◆ Exercise details
Reproduce the records below verbatim, from the line with "Highlight collapsed building" up to and including the line with "Highlight damaged roof". Give only those lines.

--- Begin Data supplied ---

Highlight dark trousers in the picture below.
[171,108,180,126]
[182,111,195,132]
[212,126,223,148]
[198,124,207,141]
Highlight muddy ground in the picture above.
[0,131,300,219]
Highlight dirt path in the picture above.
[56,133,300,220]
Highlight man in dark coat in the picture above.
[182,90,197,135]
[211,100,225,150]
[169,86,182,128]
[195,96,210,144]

--- End Data supplied ---
--- Begin Data supplied ---

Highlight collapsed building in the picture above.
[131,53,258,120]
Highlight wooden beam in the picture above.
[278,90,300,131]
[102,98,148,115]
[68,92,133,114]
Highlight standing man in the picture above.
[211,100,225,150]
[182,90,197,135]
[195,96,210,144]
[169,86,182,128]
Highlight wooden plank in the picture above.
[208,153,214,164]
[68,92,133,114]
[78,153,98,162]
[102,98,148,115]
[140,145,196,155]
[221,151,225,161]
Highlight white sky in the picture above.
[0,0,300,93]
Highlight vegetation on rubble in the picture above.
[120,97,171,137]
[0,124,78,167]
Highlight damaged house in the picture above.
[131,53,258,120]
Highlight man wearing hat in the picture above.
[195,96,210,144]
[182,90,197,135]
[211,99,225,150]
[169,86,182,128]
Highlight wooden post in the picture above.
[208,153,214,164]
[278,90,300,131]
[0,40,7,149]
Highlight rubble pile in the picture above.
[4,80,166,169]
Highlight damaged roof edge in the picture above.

--- End Data supplied ---

◆ Exercise solution
Highlight collapsed building in the picture above.
[131,53,258,120]
Highlight wooden beam in the picture above.
[278,90,300,131]
[102,98,148,115]
[68,92,133,114]
Highlight standing man in the picture above.
[211,100,225,150]
[182,90,197,135]
[195,96,210,144]
[169,86,182,128]
Highlight wooden plank in the picture above.
[208,153,214,164]
[68,92,133,114]
[78,153,98,162]
[102,98,148,115]
[140,145,196,155]
[221,151,225,161]
Highlight white sky in the picture above.
[0,0,300,93]
Highlight vegetation on rubble in the picture above.
[120,97,171,137]
[0,124,78,167]
Highlight damaged house in the picture above.
[131,53,258,120]
Highlight man wearing hat in the picture above.
[195,96,210,144]
[182,90,197,135]
[211,99,225,150]
[169,86,182,128]
Highlight wooden post in the picture above.
[208,153,214,164]
[278,90,300,131]
[0,40,7,149]
Highlight rubble pile in the picture above.
[4,80,166,169]
Highlight damaged roof edge in the picture above.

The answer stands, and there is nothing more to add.